#### [Task]
Reproduce the following material word for word, every line included and nothing changed.

#### [Provided records]
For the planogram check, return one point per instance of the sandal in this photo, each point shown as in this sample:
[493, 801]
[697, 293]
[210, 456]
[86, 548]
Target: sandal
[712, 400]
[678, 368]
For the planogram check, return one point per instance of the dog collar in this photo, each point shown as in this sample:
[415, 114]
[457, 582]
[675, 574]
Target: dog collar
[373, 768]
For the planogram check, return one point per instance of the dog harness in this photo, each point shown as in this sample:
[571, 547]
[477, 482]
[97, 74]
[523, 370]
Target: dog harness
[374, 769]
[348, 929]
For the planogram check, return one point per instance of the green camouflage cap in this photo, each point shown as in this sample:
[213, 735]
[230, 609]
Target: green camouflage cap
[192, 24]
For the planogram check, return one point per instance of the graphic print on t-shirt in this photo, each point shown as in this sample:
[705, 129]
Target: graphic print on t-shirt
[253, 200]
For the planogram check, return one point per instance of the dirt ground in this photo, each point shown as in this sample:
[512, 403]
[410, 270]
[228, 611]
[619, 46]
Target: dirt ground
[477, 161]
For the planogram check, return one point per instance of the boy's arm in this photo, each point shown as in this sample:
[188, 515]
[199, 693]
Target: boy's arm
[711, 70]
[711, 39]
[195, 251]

#### [Response]
For the planogram check, return one point per instance of the sandal in this photo, each point shown as in this sample:
[493, 801]
[697, 293]
[210, 456]
[86, 548]
Target: sandal
[712, 400]
[678, 368]
For the planogram check, return one point per instance of the dog collar in this photo, each point shown as in this sample:
[415, 114]
[457, 582]
[675, 574]
Target: dog collar
[373, 768]
For the planogram check, return one point per instance of the dog harness in this photo, each point shown as in this sample:
[571, 547]
[477, 482]
[97, 74]
[523, 370]
Target: dog harness
[374, 769]
[348, 929]
For the planogram check, return one point per instance of the green camouflage cap in this photo, each point shown as in this sample:
[213, 735]
[230, 609]
Target: green camouflage cap
[192, 24]
For the planogram check, return one point per instance of the graphic print on t-shirt in this photo, each point shown as in this sample:
[705, 129]
Target: graphic print on t-shirt
[253, 200]
For the planogram check, return one point per instance of the dirt ground in this photo, each point shown as in this sample:
[512, 403]
[410, 270]
[228, 611]
[619, 46]
Target: dirt ground
[477, 161]
For the planogram check, return one point per instance of the boy's arm in this photo, each point shown as in this sample:
[188, 515]
[199, 693]
Target: boy's arm
[711, 70]
[711, 39]
[195, 251]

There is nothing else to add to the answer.